> _What is required_
Render the entries from the line containing "Where can the metal cross" through the last line as a Markdown table with the columns Row and Line. Number each line and omit any blank lines.

== Input records ==

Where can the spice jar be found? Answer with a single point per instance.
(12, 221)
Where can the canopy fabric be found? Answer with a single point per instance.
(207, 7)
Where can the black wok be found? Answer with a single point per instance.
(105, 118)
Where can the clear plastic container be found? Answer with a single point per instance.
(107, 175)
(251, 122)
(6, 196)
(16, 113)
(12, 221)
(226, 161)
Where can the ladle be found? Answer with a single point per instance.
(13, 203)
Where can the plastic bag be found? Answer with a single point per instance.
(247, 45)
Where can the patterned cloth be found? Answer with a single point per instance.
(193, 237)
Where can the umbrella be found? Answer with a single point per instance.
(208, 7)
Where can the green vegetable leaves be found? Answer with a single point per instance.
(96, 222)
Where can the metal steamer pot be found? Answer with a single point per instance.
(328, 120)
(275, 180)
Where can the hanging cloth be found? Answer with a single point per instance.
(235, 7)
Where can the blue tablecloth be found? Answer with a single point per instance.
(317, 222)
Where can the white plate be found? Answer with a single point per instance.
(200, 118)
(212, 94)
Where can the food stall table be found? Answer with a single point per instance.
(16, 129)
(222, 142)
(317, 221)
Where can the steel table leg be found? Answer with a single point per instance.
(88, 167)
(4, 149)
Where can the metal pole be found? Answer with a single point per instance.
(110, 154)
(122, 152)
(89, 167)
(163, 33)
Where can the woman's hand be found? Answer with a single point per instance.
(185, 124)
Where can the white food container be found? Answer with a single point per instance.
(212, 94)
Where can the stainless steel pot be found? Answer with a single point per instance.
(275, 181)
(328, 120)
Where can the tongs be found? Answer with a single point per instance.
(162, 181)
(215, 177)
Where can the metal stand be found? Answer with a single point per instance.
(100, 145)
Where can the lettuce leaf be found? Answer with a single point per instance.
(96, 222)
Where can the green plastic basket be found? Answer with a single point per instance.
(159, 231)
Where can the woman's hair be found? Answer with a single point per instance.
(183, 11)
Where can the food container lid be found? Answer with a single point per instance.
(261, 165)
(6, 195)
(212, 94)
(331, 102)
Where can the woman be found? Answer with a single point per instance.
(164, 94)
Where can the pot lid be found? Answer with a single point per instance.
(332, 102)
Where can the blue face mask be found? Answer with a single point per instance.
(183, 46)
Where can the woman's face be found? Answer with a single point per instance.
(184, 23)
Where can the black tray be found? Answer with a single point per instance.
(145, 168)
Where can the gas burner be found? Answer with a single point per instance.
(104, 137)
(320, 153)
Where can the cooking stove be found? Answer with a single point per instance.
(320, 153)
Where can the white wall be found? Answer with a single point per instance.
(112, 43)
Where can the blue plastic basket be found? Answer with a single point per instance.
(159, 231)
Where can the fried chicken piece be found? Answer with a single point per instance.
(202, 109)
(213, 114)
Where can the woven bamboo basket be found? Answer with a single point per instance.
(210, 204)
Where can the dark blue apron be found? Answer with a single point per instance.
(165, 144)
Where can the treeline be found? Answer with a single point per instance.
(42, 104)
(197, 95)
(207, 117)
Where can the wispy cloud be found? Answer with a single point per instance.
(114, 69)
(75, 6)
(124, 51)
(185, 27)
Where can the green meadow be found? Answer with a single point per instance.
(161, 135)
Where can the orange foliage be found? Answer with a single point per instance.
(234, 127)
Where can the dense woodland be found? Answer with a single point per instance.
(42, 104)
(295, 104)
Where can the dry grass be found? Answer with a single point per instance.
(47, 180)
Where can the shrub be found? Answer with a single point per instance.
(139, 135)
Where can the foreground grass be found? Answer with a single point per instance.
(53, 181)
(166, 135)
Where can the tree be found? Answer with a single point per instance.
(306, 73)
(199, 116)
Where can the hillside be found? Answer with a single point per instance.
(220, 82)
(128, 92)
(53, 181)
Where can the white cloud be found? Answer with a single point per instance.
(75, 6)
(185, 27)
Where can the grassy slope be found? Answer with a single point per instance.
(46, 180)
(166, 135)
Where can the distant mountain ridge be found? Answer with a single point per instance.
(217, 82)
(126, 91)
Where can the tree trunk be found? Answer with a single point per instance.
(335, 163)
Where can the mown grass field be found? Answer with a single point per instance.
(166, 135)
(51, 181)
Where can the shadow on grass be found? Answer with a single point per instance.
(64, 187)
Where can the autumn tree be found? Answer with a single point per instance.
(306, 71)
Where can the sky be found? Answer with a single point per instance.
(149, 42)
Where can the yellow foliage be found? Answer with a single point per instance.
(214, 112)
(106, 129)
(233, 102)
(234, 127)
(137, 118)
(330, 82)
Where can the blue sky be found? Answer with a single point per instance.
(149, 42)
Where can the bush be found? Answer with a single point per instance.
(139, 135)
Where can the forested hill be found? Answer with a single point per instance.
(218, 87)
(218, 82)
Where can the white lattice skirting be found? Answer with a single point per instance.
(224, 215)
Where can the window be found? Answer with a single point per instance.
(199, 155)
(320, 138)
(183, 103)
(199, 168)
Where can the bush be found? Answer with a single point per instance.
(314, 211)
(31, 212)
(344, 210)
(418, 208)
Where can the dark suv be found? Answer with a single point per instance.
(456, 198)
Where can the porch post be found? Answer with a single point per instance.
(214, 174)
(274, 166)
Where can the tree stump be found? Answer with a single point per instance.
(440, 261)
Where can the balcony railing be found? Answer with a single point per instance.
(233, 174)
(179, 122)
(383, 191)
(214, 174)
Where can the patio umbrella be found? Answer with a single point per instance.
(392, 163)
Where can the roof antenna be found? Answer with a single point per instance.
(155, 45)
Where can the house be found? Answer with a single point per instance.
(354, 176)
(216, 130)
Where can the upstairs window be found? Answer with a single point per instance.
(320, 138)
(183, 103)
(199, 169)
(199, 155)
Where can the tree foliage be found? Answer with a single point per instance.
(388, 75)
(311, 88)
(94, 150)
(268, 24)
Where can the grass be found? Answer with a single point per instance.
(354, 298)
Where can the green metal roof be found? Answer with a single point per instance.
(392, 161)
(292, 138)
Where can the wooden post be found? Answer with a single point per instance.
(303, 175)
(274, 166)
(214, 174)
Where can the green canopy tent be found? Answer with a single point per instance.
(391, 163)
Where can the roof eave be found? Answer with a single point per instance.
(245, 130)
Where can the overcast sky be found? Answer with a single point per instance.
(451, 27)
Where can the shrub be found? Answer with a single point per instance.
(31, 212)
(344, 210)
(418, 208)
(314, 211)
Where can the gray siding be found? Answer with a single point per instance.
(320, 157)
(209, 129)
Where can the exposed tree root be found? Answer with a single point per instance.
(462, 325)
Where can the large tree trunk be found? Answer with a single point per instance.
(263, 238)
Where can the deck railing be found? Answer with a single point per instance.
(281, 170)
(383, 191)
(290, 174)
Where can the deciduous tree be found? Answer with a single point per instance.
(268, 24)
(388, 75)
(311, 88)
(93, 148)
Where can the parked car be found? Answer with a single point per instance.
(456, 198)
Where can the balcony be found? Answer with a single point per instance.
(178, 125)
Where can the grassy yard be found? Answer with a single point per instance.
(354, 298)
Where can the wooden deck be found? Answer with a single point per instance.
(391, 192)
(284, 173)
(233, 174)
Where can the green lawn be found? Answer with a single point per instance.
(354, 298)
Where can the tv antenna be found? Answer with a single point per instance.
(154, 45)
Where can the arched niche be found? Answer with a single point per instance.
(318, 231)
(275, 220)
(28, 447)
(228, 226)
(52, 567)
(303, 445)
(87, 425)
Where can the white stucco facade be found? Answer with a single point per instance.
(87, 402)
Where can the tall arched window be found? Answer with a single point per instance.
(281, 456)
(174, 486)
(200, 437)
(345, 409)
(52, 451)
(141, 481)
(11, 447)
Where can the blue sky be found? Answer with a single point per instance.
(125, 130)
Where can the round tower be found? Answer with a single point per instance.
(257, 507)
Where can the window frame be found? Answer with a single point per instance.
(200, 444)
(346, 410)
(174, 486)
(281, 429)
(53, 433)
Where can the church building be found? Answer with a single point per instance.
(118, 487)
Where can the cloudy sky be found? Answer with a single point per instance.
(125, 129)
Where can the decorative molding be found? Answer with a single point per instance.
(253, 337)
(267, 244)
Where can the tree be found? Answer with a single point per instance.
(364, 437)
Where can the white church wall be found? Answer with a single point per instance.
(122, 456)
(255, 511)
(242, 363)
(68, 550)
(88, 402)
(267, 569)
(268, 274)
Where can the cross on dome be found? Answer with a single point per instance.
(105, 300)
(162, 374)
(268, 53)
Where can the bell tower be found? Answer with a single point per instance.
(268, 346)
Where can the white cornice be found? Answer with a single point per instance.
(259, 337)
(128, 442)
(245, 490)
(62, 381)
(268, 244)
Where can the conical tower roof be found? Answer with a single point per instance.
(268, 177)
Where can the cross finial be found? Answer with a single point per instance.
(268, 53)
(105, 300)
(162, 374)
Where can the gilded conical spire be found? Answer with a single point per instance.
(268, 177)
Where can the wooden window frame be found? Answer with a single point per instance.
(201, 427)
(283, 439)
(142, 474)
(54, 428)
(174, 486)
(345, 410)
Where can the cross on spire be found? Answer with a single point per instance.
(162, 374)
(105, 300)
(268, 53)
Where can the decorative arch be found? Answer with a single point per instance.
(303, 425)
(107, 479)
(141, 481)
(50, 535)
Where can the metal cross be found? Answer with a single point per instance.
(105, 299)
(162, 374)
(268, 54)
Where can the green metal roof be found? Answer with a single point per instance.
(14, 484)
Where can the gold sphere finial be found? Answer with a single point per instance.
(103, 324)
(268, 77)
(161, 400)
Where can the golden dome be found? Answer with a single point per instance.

===

> _Result_
| Row | Line |
|---|---|
| 1 | Where can the metal cross be found? Answer with a single point per instance. |
| 2 | (105, 299) |
| 3 | (162, 374) |
| 4 | (268, 54) |
| 5 | Where can the green metal roof be found? Answer with a single point per instance. |
| 6 | (14, 484) |
| 7 | Where can the gold sphere finial be found? Answer with a single point per instance. |
| 8 | (103, 324) |
| 9 | (268, 77) |
| 10 | (161, 400) |
| 11 | Where can the golden dome be found? Answer with a single point per instance. |